* _Aim_
Below are records; reproduce exactly the lines from the one containing "One point per instance, each like (253, 181)." through the end, both included, and only those.

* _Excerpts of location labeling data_
# # # # # # #

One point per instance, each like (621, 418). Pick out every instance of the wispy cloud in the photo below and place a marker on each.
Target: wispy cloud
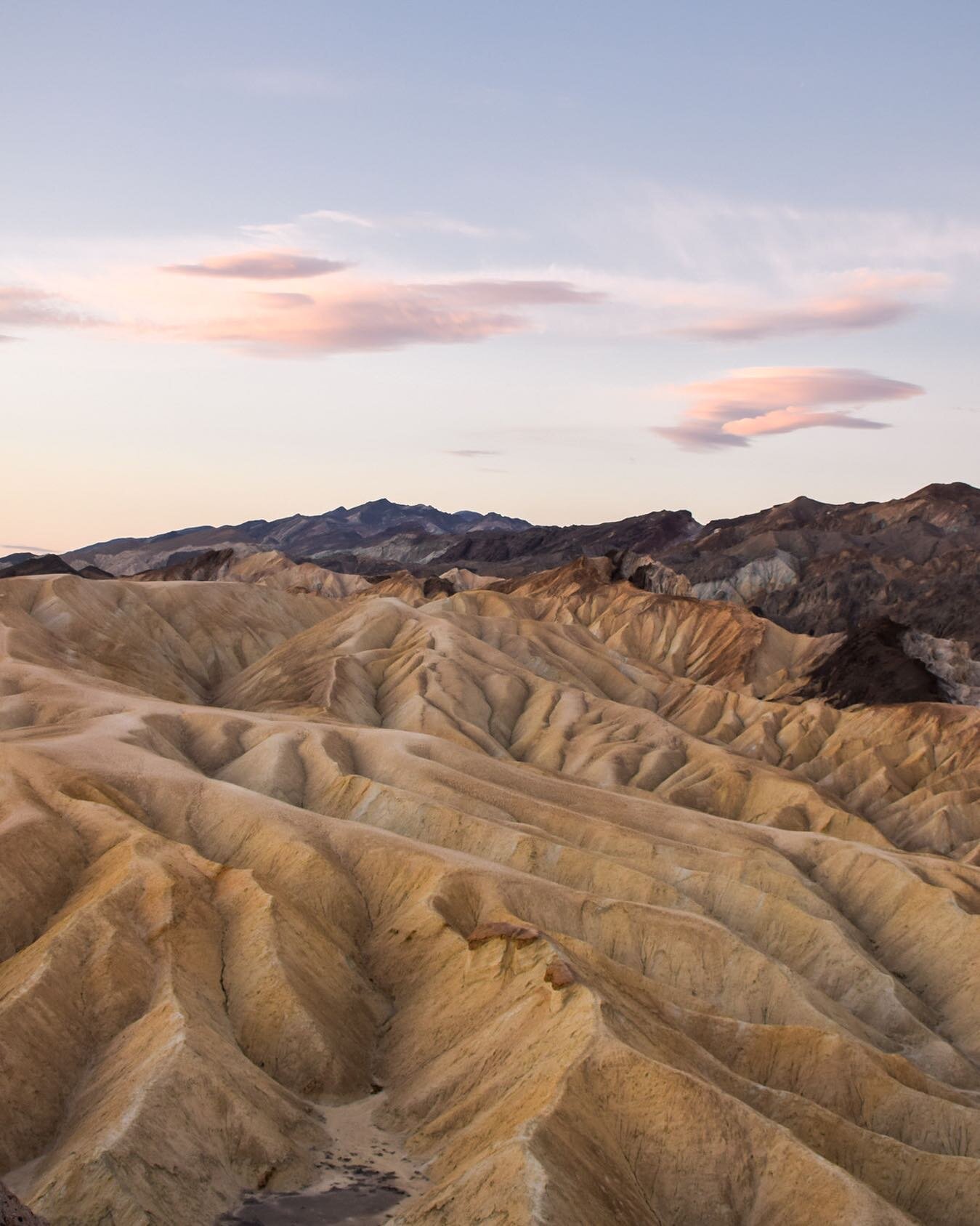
(309, 225)
(339, 219)
(260, 266)
(867, 299)
(349, 315)
(778, 400)
(510, 294)
(26, 307)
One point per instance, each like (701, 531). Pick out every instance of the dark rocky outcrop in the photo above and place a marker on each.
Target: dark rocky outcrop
(872, 667)
(12, 1213)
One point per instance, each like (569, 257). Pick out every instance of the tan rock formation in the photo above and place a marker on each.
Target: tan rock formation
(626, 936)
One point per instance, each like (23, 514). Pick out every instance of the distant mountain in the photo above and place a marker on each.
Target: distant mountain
(48, 564)
(299, 536)
(811, 567)
(819, 568)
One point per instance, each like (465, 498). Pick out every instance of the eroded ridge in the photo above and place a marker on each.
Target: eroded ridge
(626, 931)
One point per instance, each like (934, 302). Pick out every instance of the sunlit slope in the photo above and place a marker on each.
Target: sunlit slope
(248, 836)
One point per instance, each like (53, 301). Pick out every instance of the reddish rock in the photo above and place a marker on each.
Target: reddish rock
(559, 974)
(503, 929)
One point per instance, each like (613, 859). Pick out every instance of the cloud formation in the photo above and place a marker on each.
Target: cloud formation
(260, 266)
(778, 400)
(510, 294)
(352, 315)
(25, 307)
(867, 299)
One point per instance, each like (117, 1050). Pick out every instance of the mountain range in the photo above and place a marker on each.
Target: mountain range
(451, 899)
(901, 576)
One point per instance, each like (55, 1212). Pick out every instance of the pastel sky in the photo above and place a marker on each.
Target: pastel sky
(562, 260)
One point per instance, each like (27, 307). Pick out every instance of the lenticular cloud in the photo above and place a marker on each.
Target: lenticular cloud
(778, 400)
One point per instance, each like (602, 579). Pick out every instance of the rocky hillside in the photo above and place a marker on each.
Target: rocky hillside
(544, 903)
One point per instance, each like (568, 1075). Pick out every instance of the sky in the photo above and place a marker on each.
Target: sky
(570, 262)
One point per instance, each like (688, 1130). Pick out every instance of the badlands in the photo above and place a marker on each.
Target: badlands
(546, 901)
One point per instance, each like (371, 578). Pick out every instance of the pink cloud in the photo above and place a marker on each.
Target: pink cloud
(778, 400)
(36, 308)
(867, 299)
(260, 266)
(510, 294)
(352, 315)
(364, 318)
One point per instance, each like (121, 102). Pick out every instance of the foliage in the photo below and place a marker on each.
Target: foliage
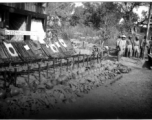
(99, 17)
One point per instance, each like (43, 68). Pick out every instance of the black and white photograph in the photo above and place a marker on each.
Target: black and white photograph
(75, 59)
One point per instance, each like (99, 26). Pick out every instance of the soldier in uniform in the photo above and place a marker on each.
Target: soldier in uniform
(129, 45)
(122, 47)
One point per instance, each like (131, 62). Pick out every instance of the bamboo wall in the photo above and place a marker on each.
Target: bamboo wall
(33, 7)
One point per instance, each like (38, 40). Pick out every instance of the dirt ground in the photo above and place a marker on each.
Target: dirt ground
(130, 97)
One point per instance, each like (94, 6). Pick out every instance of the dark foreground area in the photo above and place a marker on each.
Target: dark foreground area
(130, 97)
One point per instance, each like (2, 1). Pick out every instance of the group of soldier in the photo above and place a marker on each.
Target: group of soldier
(132, 46)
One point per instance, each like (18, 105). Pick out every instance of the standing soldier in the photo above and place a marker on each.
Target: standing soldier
(122, 47)
(129, 47)
(136, 47)
(143, 45)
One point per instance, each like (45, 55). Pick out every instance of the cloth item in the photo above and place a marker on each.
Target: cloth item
(36, 26)
(117, 43)
(136, 43)
(10, 49)
(122, 44)
(129, 48)
(129, 42)
(136, 49)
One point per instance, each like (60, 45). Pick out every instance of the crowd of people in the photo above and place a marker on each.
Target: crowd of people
(133, 46)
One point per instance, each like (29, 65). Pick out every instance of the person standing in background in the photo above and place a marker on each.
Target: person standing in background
(136, 47)
(122, 47)
(143, 44)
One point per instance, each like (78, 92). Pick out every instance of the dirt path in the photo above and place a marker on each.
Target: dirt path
(130, 97)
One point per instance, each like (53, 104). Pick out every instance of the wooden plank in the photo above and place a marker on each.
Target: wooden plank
(23, 12)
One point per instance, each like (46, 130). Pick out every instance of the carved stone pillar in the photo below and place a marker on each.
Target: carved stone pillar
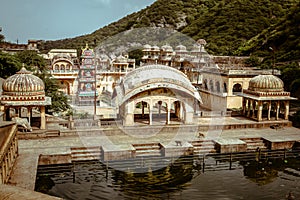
(259, 111)
(43, 117)
(277, 109)
(286, 110)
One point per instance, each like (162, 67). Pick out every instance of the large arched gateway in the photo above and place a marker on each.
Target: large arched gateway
(158, 91)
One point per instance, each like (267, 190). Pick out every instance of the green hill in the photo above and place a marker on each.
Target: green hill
(230, 27)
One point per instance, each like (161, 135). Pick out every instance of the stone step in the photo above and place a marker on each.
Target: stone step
(53, 133)
(149, 152)
(82, 149)
(254, 148)
(204, 147)
(85, 153)
(147, 145)
(147, 148)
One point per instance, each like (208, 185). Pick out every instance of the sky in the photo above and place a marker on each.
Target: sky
(60, 19)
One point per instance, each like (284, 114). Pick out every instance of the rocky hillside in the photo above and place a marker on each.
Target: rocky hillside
(230, 27)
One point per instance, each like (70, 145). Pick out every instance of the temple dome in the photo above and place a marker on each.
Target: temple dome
(266, 83)
(167, 48)
(23, 83)
(181, 48)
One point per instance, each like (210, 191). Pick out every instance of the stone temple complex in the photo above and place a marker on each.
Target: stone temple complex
(159, 85)
(22, 94)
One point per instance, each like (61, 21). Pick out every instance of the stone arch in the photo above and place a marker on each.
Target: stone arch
(237, 88)
(155, 83)
(141, 112)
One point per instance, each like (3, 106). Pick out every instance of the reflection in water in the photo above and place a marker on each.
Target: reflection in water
(183, 179)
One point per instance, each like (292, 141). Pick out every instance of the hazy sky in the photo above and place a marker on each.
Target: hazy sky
(58, 19)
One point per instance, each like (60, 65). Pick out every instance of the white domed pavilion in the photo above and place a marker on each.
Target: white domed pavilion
(24, 90)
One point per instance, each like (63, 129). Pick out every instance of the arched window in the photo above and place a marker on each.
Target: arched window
(211, 85)
(218, 88)
(225, 88)
(237, 88)
(205, 84)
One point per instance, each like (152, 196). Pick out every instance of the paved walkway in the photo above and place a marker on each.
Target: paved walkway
(24, 172)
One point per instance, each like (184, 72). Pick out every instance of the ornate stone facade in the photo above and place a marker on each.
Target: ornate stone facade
(8, 150)
(156, 88)
(87, 91)
(265, 98)
(24, 90)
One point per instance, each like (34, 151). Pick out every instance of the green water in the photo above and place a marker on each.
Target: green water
(183, 179)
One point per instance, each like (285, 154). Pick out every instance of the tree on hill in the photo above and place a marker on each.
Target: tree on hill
(9, 65)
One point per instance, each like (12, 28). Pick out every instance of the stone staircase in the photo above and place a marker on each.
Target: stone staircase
(254, 143)
(85, 153)
(203, 147)
(147, 149)
(52, 133)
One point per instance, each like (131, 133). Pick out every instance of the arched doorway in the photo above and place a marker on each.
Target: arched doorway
(237, 88)
(142, 112)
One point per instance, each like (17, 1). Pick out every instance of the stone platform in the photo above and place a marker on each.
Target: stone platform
(118, 141)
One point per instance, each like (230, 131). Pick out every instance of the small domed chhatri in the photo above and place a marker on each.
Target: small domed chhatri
(23, 83)
(266, 83)
(266, 92)
(24, 91)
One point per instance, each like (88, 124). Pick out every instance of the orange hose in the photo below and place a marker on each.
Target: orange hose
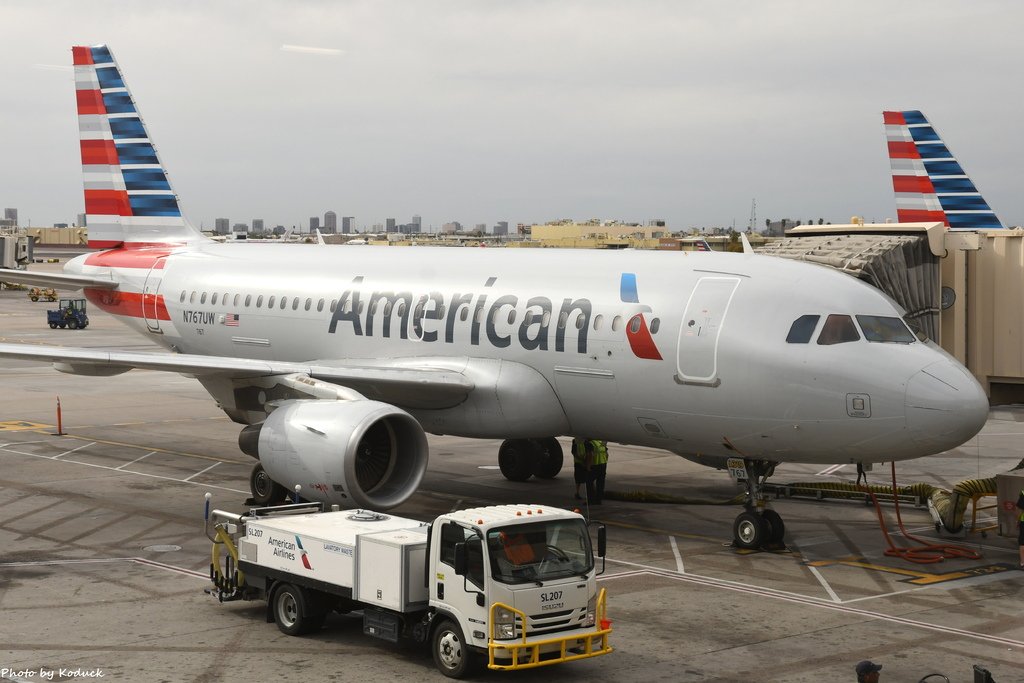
(925, 553)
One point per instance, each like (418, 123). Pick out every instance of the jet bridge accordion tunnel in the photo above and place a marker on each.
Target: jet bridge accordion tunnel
(904, 266)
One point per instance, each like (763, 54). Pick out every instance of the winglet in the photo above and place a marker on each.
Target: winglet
(929, 183)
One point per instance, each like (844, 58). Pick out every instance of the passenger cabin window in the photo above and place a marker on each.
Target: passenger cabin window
(802, 330)
(838, 330)
(885, 329)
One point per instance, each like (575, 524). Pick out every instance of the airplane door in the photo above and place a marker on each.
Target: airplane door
(151, 291)
(702, 322)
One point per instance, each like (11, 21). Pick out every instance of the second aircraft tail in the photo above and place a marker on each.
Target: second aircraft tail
(929, 182)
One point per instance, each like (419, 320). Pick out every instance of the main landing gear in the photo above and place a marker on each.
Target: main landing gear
(757, 525)
(520, 459)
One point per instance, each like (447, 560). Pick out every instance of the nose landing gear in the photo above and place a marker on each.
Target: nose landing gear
(758, 526)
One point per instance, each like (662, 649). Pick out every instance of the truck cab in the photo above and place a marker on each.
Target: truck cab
(519, 583)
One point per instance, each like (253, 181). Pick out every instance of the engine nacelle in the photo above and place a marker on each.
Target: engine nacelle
(353, 453)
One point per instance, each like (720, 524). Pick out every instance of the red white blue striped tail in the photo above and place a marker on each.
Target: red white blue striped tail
(128, 199)
(929, 182)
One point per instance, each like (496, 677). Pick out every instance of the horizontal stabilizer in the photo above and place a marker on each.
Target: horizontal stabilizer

# # # # # # #

* _Right answer_
One point per instance, each like (253, 181). Pick out every instance of the engine nacelle in the photo above and place a marker on each.
Target: engine nacelle
(353, 453)
One point per instance, each like (720, 524). Pick out every instance of the red white blue striped tail in the photo above and place a marker on each.
Target: red white blue striped tail
(128, 199)
(929, 182)
One point per instance, each like (496, 677). Pick out every instance of the horizontal stabilizer in the photo above and place a marker on each.
Target: horizontal stabilizer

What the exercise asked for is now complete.